[Natural language region descriptions]
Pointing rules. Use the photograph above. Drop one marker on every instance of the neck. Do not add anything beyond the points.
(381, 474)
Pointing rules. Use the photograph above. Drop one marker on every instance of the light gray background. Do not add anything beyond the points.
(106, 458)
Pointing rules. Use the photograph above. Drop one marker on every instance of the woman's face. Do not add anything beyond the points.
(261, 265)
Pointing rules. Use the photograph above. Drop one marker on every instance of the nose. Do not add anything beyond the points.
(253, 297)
==
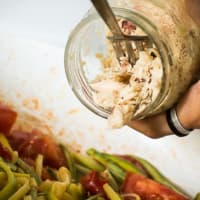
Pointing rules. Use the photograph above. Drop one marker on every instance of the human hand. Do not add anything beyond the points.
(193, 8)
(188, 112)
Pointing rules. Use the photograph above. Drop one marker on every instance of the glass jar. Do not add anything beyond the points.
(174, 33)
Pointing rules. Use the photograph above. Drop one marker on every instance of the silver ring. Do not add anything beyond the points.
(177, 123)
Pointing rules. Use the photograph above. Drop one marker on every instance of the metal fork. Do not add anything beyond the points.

▸ **Your objective**: Would you please copy exactly the part of the entries above that begins at the line containing "hand. Do not add anything beyond the points." and ends at the line containing "fork. Do not add anything beyond the points.", both lines included?

▸ **Answer to this exercise**:
Pointing rules. Use the photograph above. Drop one marker on every instance of the human hand. Do not add anything beyond the points.
(193, 8)
(188, 112)
Pointing rules. Use the photograph above. Drop one marker on every instance of the glass jar. Do not add anything beyond the points.
(174, 33)
Pointing rules. Use the photograph above. Drop one marker on every instance of the silver ring. Do not add anything beyond the points.
(177, 123)
Pointing rules. Use the photograph above. Drop one marker on every instance of the metal fork. Do not add anything beyond the points.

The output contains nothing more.